= Brief =
Please find each line in the listing below that contains the word "cactus" and copy all of those lines in full.

----------------

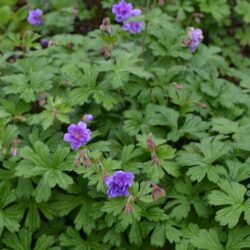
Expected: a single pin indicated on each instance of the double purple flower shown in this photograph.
(195, 37)
(119, 183)
(35, 17)
(123, 12)
(78, 135)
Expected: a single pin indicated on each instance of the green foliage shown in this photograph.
(180, 121)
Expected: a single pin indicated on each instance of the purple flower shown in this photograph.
(78, 135)
(195, 37)
(119, 183)
(35, 17)
(122, 11)
(136, 12)
(88, 118)
(44, 43)
(133, 27)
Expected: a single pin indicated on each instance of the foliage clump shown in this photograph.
(124, 130)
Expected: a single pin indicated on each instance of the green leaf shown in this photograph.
(207, 239)
(243, 8)
(232, 194)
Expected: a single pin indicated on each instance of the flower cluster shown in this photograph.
(35, 17)
(123, 12)
(78, 135)
(195, 37)
(119, 183)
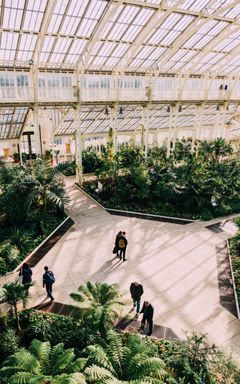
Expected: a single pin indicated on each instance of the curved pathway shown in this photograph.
(176, 265)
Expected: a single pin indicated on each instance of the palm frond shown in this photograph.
(97, 355)
(41, 351)
(98, 373)
(24, 360)
(75, 378)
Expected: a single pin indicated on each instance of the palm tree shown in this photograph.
(48, 190)
(12, 294)
(124, 359)
(99, 304)
(43, 364)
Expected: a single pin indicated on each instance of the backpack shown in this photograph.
(121, 243)
(50, 277)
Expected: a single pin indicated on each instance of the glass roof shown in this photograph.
(124, 35)
(11, 122)
(94, 120)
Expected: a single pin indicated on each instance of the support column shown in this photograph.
(37, 131)
(145, 120)
(175, 126)
(113, 125)
(78, 146)
(223, 131)
(194, 135)
(169, 139)
(199, 121)
(216, 124)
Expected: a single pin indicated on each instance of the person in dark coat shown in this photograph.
(136, 291)
(48, 280)
(116, 242)
(122, 246)
(26, 274)
(147, 311)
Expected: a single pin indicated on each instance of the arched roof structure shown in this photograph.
(187, 39)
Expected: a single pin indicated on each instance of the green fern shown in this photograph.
(117, 360)
(43, 364)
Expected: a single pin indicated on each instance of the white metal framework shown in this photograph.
(53, 45)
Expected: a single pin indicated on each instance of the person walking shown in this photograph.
(48, 280)
(116, 243)
(136, 290)
(26, 274)
(122, 246)
(147, 311)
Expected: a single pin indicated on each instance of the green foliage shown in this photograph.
(67, 168)
(42, 363)
(194, 361)
(9, 343)
(191, 183)
(9, 257)
(32, 202)
(234, 245)
(127, 359)
(99, 304)
(191, 360)
(13, 293)
(91, 161)
(56, 329)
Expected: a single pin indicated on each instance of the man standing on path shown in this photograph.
(136, 291)
(122, 245)
(116, 242)
(147, 311)
(48, 280)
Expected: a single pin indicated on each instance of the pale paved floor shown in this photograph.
(176, 265)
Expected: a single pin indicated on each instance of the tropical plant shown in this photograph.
(99, 304)
(9, 257)
(67, 168)
(56, 329)
(20, 238)
(42, 363)
(125, 359)
(13, 293)
(192, 360)
(91, 161)
(9, 343)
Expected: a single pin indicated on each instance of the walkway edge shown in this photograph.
(233, 280)
(139, 215)
(41, 244)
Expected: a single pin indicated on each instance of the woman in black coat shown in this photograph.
(26, 274)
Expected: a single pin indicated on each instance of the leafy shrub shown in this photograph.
(9, 343)
(91, 161)
(55, 329)
(67, 168)
(10, 256)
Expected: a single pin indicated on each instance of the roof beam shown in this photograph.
(196, 25)
(109, 11)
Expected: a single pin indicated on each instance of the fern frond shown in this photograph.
(41, 351)
(98, 373)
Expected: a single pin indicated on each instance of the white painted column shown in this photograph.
(169, 139)
(145, 121)
(223, 125)
(174, 135)
(114, 127)
(37, 131)
(216, 125)
(78, 146)
(194, 135)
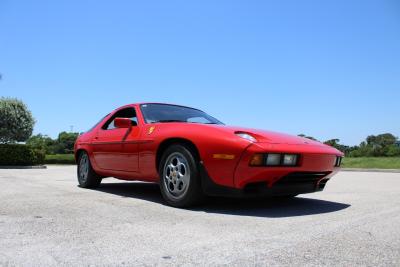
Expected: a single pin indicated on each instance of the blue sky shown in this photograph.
(330, 69)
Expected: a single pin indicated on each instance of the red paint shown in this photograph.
(129, 152)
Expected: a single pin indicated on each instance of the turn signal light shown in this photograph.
(275, 160)
(257, 160)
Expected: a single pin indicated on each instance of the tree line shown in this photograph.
(17, 122)
(381, 145)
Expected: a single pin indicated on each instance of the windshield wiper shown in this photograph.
(163, 121)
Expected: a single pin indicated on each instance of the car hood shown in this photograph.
(271, 137)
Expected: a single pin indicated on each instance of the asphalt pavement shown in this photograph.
(47, 220)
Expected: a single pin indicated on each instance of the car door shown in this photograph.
(114, 148)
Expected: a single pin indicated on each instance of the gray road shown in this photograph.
(45, 219)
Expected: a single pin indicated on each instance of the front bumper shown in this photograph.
(316, 167)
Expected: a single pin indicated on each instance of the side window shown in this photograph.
(129, 113)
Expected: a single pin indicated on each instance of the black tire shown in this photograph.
(87, 178)
(191, 189)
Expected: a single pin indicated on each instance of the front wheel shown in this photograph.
(87, 177)
(179, 177)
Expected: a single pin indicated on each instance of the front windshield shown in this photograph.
(154, 113)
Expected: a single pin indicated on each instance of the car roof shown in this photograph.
(149, 103)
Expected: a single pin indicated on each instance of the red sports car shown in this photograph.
(191, 155)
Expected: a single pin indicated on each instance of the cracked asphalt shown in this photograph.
(46, 220)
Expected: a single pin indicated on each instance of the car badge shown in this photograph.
(151, 129)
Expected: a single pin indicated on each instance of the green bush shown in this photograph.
(60, 159)
(20, 155)
(16, 121)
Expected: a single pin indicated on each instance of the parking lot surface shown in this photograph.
(46, 219)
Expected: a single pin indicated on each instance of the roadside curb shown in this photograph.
(24, 167)
(370, 170)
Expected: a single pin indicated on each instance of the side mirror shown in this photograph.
(122, 123)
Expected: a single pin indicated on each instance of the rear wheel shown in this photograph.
(87, 177)
(179, 177)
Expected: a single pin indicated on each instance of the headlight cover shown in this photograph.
(247, 137)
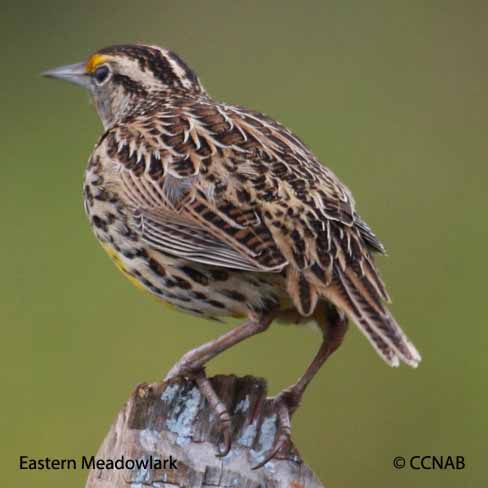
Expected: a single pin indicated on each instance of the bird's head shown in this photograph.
(123, 78)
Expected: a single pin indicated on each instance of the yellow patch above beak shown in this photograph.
(95, 61)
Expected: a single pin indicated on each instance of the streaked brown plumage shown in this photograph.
(222, 211)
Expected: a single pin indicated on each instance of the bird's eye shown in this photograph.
(101, 74)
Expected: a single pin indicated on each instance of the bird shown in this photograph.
(221, 211)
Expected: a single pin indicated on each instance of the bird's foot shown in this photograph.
(216, 404)
(285, 404)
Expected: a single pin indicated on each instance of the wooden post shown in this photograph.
(165, 421)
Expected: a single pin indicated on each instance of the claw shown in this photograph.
(284, 430)
(219, 408)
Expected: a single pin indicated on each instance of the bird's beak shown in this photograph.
(73, 73)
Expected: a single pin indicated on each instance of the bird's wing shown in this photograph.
(238, 186)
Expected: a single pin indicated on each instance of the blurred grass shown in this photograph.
(392, 96)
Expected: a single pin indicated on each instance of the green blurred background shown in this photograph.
(391, 95)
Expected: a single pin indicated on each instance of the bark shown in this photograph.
(172, 419)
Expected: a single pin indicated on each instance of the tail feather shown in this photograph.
(364, 306)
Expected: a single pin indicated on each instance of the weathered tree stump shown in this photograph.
(164, 420)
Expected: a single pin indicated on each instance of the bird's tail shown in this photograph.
(362, 299)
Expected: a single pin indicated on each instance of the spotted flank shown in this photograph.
(221, 211)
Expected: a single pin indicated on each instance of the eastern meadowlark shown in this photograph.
(221, 211)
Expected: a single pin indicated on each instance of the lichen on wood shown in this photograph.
(173, 419)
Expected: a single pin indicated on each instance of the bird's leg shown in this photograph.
(196, 358)
(288, 400)
(193, 361)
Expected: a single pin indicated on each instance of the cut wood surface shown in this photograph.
(173, 421)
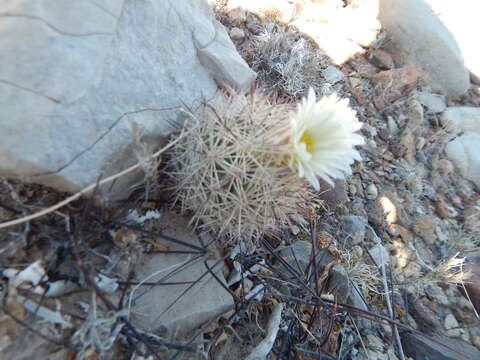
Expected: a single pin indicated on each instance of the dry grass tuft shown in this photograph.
(284, 60)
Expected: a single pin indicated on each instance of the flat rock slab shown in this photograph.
(89, 88)
(178, 308)
(432, 45)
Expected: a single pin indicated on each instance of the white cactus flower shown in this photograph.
(323, 139)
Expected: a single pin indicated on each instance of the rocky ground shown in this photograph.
(378, 273)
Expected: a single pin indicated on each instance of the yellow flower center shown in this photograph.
(308, 140)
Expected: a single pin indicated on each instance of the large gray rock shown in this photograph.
(464, 152)
(178, 308)
(83, 83)
(418, 32)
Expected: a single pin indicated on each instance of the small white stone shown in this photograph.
(237, 34)
(420, 143)
(372, 192)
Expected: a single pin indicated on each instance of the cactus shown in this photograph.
(230, 171)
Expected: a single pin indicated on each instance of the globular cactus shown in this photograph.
(230, 169)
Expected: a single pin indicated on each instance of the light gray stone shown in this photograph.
(435, 103)
(464, 152)
(380, 255)
(298, 255)
(332, 74)
(372, 191)
(418, 32)
(178, 308)
(82, 82)
(462, 118)
(442, 348)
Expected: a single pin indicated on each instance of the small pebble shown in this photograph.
(237, 34)
(420, 143)
(444, 166)
(372, 192)
(294, 229)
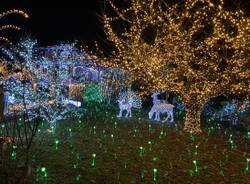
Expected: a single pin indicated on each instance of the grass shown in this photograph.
(124, 154)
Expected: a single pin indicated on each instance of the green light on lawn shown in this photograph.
(13, 154)
(195, 166)
(93, 160)
(247, 169)
(150, 145)
(141, 151)
(56, 143)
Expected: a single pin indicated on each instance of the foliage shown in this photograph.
(92, 94)
(197, 49)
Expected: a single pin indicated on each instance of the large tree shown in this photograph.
(196, 48)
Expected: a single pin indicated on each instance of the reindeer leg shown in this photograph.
(172, 116)
(120, 114)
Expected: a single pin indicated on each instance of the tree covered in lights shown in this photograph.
(4, 40)
(196, 49)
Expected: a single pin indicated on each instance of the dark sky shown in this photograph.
(55, 21)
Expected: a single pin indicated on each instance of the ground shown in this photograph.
(107, 150)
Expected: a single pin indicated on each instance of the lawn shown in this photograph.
(107, 150)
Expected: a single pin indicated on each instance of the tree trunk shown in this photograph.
(193, 118)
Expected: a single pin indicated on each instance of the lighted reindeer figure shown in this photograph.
(161, 107)
(126, 101)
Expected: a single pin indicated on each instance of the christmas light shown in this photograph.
(190, 52)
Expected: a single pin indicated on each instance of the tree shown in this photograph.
(196, 49)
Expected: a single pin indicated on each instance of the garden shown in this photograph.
(169, 104)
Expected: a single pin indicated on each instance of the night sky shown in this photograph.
(57, 21)
(60, 21)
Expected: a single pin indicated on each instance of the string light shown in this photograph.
(198, 52)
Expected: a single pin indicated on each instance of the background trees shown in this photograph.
(196, 49)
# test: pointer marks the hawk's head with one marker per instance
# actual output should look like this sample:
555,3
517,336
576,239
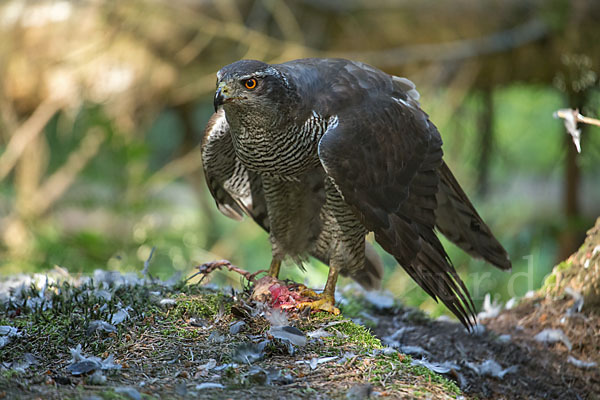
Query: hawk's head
250,85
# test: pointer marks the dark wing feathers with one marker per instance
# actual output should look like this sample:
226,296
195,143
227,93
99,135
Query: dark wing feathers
384,157
458,220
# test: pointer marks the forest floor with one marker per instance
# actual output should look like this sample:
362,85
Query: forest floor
122,337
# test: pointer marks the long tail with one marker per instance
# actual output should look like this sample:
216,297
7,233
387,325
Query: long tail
458,220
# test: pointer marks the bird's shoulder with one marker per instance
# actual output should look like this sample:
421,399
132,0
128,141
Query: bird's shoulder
331,85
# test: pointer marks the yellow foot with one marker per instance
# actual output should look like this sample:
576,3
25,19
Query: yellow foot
324,303
306,292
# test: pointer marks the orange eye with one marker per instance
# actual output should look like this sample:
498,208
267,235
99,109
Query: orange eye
250,83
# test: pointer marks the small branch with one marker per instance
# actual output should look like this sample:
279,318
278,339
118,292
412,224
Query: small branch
206,268
572,117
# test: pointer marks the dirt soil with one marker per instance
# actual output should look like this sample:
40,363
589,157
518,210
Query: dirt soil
541,370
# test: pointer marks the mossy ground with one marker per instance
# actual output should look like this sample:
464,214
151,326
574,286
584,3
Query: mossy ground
162,349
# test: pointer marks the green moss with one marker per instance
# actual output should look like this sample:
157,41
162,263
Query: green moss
550,281
200,306
386,364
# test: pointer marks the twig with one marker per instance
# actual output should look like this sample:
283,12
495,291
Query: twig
211,266
572,117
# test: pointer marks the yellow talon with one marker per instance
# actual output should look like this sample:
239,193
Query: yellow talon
306,292
324,303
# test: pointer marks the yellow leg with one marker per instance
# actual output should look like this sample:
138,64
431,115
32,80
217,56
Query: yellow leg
326,300
274,269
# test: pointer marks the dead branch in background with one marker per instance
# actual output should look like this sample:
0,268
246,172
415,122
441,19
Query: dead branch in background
571,118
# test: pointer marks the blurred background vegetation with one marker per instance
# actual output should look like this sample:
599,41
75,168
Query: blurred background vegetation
103,104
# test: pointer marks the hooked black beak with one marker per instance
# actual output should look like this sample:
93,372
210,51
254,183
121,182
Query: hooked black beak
219,98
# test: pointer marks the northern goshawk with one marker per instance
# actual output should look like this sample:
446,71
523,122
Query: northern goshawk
319,152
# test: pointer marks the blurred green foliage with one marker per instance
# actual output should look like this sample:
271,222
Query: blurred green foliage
111,219
139,76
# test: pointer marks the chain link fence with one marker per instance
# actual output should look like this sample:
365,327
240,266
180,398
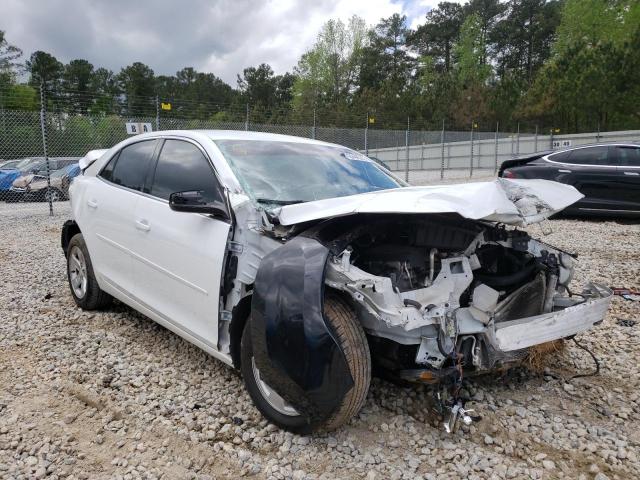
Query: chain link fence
40,147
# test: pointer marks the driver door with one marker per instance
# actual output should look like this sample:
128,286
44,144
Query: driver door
178,257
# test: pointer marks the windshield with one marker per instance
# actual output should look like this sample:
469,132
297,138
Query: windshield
287,172
28,164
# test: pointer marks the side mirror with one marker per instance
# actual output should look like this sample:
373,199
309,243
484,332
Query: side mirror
194,202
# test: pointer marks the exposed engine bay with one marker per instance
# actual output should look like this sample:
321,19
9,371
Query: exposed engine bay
443,286
436,292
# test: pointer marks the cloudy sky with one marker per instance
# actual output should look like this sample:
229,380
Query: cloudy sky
218,36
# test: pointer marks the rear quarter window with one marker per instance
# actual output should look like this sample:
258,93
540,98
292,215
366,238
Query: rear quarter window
129,168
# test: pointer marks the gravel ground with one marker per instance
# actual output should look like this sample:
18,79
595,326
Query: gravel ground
113,395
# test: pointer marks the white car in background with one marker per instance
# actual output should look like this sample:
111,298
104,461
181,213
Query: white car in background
304,264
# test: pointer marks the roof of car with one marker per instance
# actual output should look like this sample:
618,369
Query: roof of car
236,135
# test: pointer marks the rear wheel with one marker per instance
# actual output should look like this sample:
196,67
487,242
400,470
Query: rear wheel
353,342
82,281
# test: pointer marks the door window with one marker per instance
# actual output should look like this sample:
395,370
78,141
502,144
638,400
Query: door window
626,156
183,167
589,156
129,168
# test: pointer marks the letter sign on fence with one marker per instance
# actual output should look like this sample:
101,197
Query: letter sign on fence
136,128
561,143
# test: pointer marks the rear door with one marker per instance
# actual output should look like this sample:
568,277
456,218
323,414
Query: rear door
592,172
178,257
628,160
107,213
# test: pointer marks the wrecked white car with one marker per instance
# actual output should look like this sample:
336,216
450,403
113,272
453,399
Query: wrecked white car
306,265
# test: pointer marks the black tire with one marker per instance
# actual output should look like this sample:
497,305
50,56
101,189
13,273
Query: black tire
93,298
57,195
353,341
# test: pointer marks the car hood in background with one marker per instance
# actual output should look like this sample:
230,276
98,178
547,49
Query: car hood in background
7,177
514,202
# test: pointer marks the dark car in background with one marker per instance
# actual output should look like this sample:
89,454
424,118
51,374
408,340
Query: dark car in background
37,188
29,166
608,175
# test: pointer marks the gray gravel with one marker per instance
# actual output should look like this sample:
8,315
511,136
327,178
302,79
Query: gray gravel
113,395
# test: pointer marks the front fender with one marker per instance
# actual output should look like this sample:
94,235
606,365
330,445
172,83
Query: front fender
293,345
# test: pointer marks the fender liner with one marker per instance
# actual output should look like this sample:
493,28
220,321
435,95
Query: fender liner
293,346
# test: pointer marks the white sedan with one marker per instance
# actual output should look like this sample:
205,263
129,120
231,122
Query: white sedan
305,264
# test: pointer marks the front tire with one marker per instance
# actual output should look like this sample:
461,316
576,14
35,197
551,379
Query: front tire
352,341
53,195
82,281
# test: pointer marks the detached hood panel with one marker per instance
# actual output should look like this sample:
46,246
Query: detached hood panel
513,202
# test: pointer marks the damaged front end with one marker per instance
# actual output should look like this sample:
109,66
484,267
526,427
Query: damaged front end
435,291
443,285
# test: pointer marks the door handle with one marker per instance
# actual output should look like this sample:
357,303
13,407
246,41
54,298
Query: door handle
143,225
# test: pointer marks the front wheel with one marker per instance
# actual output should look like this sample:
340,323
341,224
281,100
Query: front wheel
82,281
52,195
351,340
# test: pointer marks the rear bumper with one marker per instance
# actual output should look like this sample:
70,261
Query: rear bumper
530,331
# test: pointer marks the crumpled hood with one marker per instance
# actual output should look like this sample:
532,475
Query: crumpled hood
509,201
23,181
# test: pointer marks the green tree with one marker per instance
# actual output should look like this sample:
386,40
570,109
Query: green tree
77,83
137,82
471,73
522,39
438,36
328,73
591,78
45,69
9,61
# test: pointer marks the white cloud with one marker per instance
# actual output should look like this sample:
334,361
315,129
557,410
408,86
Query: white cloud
219,36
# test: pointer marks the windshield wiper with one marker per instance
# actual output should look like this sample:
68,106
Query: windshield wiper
278,202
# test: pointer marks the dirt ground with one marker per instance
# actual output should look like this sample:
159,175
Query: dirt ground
113,395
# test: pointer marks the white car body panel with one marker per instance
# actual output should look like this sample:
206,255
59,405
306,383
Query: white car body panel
178,276
514,202
106,211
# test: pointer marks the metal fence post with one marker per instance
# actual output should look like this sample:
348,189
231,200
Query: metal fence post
406,143
442,151
422,151
313,129
157,114
495,149
471,152
366,136
43,128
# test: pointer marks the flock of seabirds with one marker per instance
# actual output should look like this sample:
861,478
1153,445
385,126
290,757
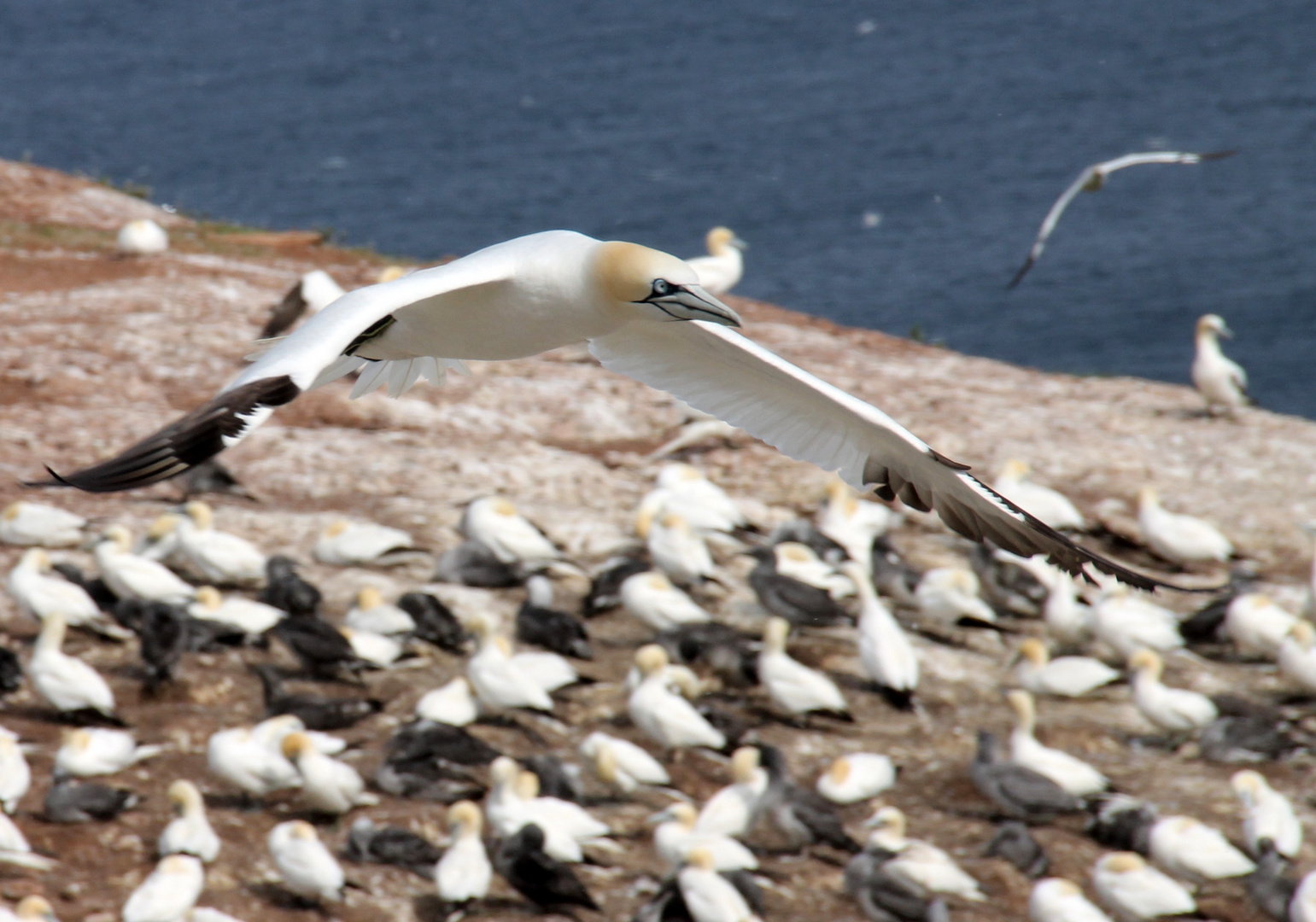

----------------

= Response =
Expected: a single pin indicated on each instance of the white cactus flower shown in this photograph.
Expected: a single pin indicated on each instance of the cactus shown in this photograph.
Expected: a single pin indicated on each instance of the globular cactus shown in this photograph.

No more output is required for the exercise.